■ Short task
Identify each line in the records that contains the string "lawn" and copy it out in full, treating uppercase and lowercase as different.
------ Provided data
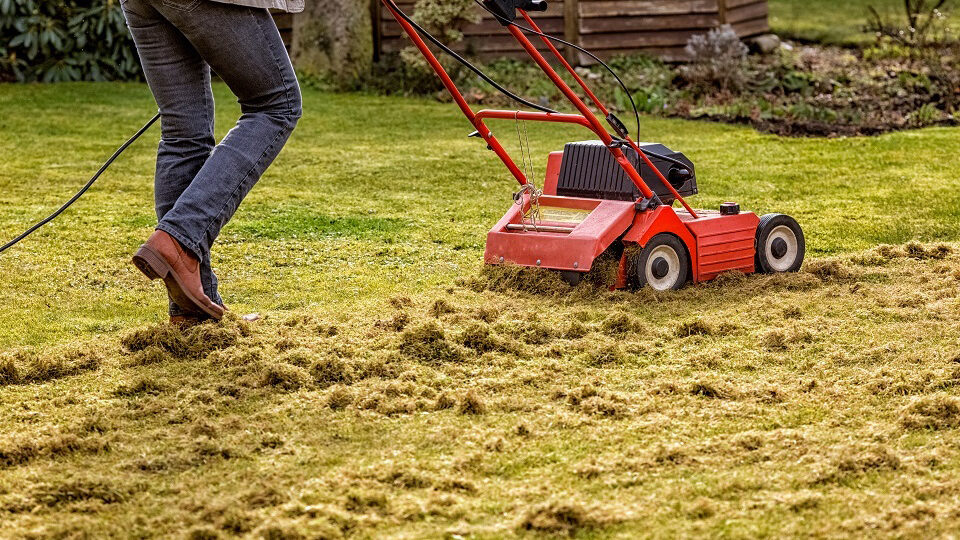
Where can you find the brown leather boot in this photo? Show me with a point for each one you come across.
------------
------ Provided data
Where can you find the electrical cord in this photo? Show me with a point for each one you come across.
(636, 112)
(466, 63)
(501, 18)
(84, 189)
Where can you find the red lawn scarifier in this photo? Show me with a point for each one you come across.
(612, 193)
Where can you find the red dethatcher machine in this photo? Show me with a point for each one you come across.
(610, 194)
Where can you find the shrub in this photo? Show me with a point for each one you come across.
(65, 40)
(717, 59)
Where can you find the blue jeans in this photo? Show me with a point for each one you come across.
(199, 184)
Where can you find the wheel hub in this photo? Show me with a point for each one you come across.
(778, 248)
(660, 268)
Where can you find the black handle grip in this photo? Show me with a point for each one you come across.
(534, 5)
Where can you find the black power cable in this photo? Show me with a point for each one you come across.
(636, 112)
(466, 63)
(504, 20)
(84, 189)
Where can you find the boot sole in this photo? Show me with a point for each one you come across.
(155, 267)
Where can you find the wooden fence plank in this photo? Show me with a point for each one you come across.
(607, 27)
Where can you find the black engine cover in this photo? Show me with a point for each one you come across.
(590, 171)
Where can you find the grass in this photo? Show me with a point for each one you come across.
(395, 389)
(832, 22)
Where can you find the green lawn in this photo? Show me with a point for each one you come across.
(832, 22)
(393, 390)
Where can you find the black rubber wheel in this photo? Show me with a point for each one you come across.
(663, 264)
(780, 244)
------------
■ Reply
Where can you find the red lawn scarifier in this photo? Show me with a point for each one you come across.
Where can you find the green lawn in this photo? Show me with a point for each one you come across.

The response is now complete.